# Work instruction
Would you please print the data a second time, exactly as it stands?

________________________________________

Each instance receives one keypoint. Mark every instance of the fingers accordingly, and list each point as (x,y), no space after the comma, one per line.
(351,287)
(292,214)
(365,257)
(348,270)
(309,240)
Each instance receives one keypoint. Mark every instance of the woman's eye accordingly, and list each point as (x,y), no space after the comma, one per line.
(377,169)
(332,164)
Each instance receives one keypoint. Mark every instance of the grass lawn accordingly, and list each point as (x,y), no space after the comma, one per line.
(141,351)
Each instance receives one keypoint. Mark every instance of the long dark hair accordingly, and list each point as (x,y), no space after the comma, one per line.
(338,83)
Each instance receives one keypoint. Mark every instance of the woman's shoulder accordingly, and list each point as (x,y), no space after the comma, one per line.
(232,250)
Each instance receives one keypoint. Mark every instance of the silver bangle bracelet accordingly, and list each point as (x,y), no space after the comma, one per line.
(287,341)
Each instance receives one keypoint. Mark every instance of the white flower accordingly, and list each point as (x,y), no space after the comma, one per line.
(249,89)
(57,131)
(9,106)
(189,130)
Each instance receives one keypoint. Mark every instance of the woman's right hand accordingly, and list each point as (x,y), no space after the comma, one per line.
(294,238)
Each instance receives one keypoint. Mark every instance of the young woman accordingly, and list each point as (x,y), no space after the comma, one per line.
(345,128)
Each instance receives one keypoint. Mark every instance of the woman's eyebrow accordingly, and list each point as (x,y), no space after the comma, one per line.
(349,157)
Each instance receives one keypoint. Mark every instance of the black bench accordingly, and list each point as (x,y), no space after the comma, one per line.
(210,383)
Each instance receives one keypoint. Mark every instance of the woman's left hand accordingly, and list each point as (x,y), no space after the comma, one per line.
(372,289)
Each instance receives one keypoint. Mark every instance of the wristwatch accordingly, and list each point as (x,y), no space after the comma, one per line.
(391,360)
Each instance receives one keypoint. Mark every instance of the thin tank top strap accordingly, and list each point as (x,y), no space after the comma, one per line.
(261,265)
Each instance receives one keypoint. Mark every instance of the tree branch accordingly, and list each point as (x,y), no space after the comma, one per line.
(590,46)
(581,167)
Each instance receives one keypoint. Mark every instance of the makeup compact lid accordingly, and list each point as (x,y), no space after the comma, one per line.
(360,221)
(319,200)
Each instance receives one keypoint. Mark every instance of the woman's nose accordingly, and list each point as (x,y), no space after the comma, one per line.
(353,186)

________________________________________

# Reply to the task
Each instance receives one keypoint. Mark every instance of the fingers accordingly, and list each point as (x,y), no space after the comma, one per line.
(351,287)
(292,214)
(365,257)
(348,270)
(309,240)
Each instance receives one keypoint. Mark every instance of the woman's eye accordingly, and list each point as (x,y), no space after the comma, one per line.
(377,169)
(332,164)
Each instance receives one keypoint. Mark every instance of the grass lawn accordingly, and list each point as (x,y), no space after the comma, one per line.
(141,351)
Each instance receives one keypoint. Mark every instance of the long dark hair accordingly, and list each point as (x,y), no space after the comma, one per line.
(338,83)
Each instance receives one keypoint. Mark every instance of the woman's shoulder accordingly, and list each point as (x,y), no space after the comma, one per line.
(232,250)
Each instance receives one keypoint. Mark every instance of the silver bangle bracelet accordingly, and list each point as (x,y), no space after the comma, one per line.
(287,341)
Each instance receives one keypoint. Mark every instance of the white flower accordingly, and list each point as (x,y), no space after the comma, one per line.
(249,89)
(57,131)
(9,106)
(189,130)
Each instance receives one keypoint. Mark every instance of the woman's right hand accordingly, and list each point as (x,y), no space after the comma, one per line.
(294,238)
Each instance receives one keypoint. Mark every instance of the young woman accordingly, and list each point as (x,y), no space after the comma, one per line.
(345,128)
Each instance receives one keypoint. Mark every instance of the woman's eyebrow accordingly, and list each point as (x,y), no space after the comma, one per line.
(349,157)
Each instance receives one keypoint. Mark every instance of the black bench accordingly, and list each point as (x,y), no space after the comma, one per line.
(210,383)
Each instance receives one keypoint. Mark every instance of the woman's left hand accordingly, and list each point as (x,y), no space after the comma, one per line.
(372,289)
Each instance receives one keypoint. Mark every instance of the wristwatch accordingly, and list each point as (x,y), no space after the comma, one per line.
(391,360)
Each instance receives one keypoint. Mark every instance of the thin tank top strap accordingly, and list each point as (x,y), no space after the comma, one per line.
(261,265)
Each instance receives one keypoint. Mark every instance of the tree branch accordingly, and list each point as (x,y), no space after the comma, one per line.
(590,46)
(581,167)
Each instance receives one keypoint. Mark every instance of the makeup compact lid accordingly, and list each point as (x,y), no space after the comma, one per line.
(360,221)
(319,200)
Each instance receives one keypoint. Mark every instance of the woman's nose accordingly, and list each point as (x,y), no space after the comma, one per line.
(353,186)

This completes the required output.